Ashley Salazar, Samie Jo Johnson, Madeleine Nutting in Something Incredible
Ashley Salazar, Samie Jo Johnson, Madeleine Nutting in Something Incredible Ian Johnston

The problem from the very beginning has been the idea that the cost of science accumulating more and more hard facts about life (evolution, genes, RNA) and the universe (bosons, quarks, wave function collapse) is disenchantment. According to this view, the world of our nonscientific ancestors was alive with miracles and wonders. Ghosts and goblins were as real to them as dogs and goats. But in our age of science and technology, any fantastic animal does not stand a chance. For example, the fossil found in 2011 by miners in Canada looks to the popular imagination exactly like the dragons slayed by knights in the age of King Arthur. But scientists tell us it's not a monster. It didn't have red-hot eyes. It did not breathe fire. It in fact was a plant-eating dinosaur with lots of armour. It died in what is now called Canada 110 million years ago.

The spell is gone. And not for the first or last time.

Recall those Chinese peasants who thought they found the fossil of a flying dragon, and ground its bones to a paste, which was then applied to injuries or consumed to cure dizziness and other disturbances of the mind. They too got the bad news from scientists: not a fantastic dragon, but an ordinary dinosaur. These are our times. The disciplined and penetrating eyes of a scientist can reduce the poetry of a sunset or the magic of moonlight or a kingdom of clouds to their constituent and interacting elements.

But this sense of disenchantment is the result of confusing the scientific method with scientific discovery. The method is, for sure, sober and strict and as dispassionate as possible. But what is revealed by the rigorous method never fails to be anything less than marvelous. With science, enchantment is not lost but increased to a state of estrangement—which, as the Russian Formalists once argued, is the condition of poetry. Walking on water looks like a walk in the park when compared to the spookiness of scientifically verified quantum entanglement.

Explore the material |
1 – Extract everything from "But this sense" down to "verified quantum entanglement." in the essay on science and disenchantment.
2 – In the essay on science and disenchantment, how long ago did the armored dinosaur found by miners in Canada die?
3 – Proceed with the essay on science and disenchantment, picking up right after its final sentence.

Data excerpts |
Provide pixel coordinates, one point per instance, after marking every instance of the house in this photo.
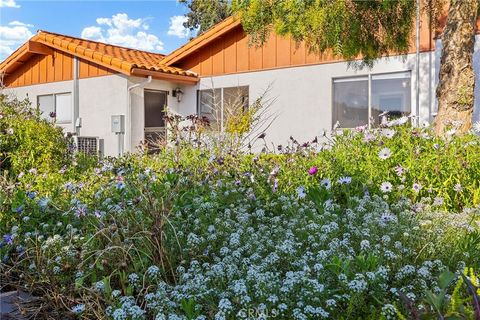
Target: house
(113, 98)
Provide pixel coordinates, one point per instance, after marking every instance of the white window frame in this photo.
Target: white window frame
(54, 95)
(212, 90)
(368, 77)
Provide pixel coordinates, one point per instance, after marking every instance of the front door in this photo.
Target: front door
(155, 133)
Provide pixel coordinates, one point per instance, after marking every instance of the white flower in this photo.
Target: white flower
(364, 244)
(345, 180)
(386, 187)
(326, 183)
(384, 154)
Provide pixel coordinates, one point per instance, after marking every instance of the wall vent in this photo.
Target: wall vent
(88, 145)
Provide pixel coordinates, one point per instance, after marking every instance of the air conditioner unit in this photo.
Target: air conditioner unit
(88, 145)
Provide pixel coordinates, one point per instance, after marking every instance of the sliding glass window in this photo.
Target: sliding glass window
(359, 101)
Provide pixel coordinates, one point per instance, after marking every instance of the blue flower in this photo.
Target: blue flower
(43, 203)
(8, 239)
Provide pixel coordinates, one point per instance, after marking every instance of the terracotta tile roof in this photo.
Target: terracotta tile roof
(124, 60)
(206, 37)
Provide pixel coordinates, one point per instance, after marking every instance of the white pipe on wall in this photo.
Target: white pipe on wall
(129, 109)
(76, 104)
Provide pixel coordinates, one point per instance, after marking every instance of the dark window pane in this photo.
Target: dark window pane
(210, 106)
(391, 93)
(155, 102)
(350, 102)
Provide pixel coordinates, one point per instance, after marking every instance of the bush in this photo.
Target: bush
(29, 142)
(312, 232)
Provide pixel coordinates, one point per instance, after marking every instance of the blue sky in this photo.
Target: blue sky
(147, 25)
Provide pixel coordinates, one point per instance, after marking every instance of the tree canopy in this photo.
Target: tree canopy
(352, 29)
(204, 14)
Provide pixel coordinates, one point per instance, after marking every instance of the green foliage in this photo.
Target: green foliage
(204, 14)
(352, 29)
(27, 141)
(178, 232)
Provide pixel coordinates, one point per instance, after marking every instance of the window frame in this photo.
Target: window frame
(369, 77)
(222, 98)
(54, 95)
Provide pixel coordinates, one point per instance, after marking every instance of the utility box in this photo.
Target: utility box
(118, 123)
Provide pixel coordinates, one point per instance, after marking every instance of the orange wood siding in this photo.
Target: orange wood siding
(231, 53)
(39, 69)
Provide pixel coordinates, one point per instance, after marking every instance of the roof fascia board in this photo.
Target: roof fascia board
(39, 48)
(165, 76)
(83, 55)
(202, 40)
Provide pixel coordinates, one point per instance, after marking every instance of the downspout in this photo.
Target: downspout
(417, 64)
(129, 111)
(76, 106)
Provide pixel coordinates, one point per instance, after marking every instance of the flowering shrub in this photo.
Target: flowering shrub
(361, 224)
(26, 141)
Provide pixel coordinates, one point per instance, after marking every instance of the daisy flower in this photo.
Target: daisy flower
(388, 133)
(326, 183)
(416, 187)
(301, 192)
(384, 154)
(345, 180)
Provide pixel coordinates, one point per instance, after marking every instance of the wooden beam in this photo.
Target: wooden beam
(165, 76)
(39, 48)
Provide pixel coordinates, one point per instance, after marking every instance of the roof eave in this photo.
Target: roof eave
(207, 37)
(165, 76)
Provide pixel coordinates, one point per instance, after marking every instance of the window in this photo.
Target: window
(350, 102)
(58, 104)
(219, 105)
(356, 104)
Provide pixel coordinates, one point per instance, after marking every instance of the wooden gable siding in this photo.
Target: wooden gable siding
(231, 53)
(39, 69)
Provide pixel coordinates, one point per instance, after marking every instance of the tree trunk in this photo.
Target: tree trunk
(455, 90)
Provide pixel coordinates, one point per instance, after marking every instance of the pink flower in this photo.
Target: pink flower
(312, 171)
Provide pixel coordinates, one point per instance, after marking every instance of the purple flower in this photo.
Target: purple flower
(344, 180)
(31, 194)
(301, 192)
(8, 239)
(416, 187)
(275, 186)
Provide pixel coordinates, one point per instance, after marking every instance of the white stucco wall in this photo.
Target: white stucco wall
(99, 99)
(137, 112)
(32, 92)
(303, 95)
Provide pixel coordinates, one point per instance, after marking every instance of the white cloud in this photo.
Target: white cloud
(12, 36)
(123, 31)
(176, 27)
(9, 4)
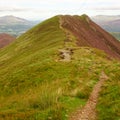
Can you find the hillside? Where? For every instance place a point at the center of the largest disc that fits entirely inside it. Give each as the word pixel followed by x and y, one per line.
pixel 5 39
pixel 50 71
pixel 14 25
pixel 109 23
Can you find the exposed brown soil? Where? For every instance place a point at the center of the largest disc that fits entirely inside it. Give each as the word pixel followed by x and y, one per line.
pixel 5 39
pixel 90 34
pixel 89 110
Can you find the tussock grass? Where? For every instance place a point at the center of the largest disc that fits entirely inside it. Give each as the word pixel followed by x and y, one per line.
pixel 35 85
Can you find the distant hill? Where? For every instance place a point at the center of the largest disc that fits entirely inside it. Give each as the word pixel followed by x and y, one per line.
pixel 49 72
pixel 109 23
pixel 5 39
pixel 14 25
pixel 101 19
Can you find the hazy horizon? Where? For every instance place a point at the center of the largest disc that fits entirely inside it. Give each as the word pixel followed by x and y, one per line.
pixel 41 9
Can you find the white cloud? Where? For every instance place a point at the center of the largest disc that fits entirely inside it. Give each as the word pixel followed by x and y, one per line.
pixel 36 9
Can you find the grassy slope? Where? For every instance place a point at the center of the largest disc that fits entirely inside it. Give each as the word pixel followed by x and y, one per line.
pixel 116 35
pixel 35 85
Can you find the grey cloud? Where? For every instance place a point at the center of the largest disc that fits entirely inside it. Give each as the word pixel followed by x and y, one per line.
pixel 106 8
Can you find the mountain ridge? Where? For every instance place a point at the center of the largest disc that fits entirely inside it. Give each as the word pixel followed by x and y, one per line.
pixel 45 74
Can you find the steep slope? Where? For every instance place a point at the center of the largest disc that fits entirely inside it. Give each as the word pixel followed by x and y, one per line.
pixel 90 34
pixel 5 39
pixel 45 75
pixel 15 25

* * *

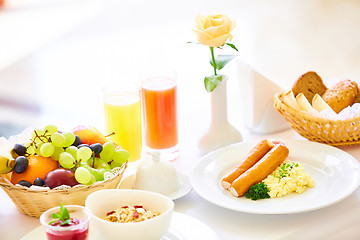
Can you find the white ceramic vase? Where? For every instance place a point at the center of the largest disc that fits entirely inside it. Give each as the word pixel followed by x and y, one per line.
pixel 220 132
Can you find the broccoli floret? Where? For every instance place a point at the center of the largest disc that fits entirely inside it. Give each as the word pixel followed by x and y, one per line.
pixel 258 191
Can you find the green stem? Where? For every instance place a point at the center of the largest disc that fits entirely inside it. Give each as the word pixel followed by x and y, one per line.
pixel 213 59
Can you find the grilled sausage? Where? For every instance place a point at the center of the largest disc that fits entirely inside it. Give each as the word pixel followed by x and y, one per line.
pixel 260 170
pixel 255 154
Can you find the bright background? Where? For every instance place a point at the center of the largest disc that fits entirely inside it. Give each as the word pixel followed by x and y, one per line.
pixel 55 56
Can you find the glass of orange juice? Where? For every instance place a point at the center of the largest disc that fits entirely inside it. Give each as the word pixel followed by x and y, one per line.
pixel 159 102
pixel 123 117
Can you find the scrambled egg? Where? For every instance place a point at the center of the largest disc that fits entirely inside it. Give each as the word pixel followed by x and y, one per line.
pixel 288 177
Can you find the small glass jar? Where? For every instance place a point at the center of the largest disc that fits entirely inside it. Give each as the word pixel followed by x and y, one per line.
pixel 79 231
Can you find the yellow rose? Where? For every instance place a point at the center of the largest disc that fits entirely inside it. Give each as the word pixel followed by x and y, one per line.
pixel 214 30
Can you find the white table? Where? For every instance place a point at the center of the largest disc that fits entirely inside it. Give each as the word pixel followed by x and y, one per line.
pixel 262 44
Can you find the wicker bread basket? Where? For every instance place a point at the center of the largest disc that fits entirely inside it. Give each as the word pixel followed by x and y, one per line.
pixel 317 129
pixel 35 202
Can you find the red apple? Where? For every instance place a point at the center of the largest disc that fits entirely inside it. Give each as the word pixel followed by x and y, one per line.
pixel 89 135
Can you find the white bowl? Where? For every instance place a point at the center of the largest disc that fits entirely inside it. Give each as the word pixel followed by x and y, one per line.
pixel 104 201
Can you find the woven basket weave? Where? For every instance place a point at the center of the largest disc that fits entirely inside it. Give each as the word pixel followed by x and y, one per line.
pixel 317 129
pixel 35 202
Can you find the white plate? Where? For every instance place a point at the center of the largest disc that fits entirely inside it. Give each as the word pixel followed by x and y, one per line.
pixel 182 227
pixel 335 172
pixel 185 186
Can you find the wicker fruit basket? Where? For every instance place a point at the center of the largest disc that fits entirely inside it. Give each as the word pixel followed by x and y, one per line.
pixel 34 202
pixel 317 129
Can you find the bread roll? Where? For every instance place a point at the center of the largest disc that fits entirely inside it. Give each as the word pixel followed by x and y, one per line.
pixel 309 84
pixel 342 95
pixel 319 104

Solved problems |
1 –
But this sense of disenchantment is the result of confusing the scientific method with scientific discovery. The method is, for sure, sober and strict and as dispassionate as possible. But what is revealed by the rigorous method never fails to be anything less than marvelous. With science, enchantment is not lost but increased to a state of estrangement—which, as the Russian Formalists once argued, is the condition of poetry. Walking on water looks like a walk in the park when compared to the spookiness of scientifically verified quantum entanglement.

2 – 110 million years ago.

3 –
And this is exactly the understanding at the core of a short play called Something Incredible, which is a part of Annex's Research & Development Wing and plays from May 16 to May 17.

Directed by Emily Harvey, and written by playwright Natalie Copeland and Emily Harvey, Something Incredible is about an infinite library that is out of time, Borgesian in complexity, and contains all human knowledge. But the knowledge it privileges is scientific; but science in this play is not a bath filled with ice cubes. The knowledge gathered from the world it opens, examines, and tests has the warmth and supernal vibrancy of the sermons in the Bible or the visions of a shaman.

The first act gives a description of the birth of the universe which is drawn directly from science's deepest understanding of the nature of reality, the Standard Model. The play also explores, with a poetry that never sacrifices clarity, the evolution of the universe into the evolution of life, the most complex system that intelligent life knows of. There are no men in this production. But it's not at all surprising that women have a knack for tuning the hard facts of science to the spooky soul of the human animal. The universe is indeed something incredible.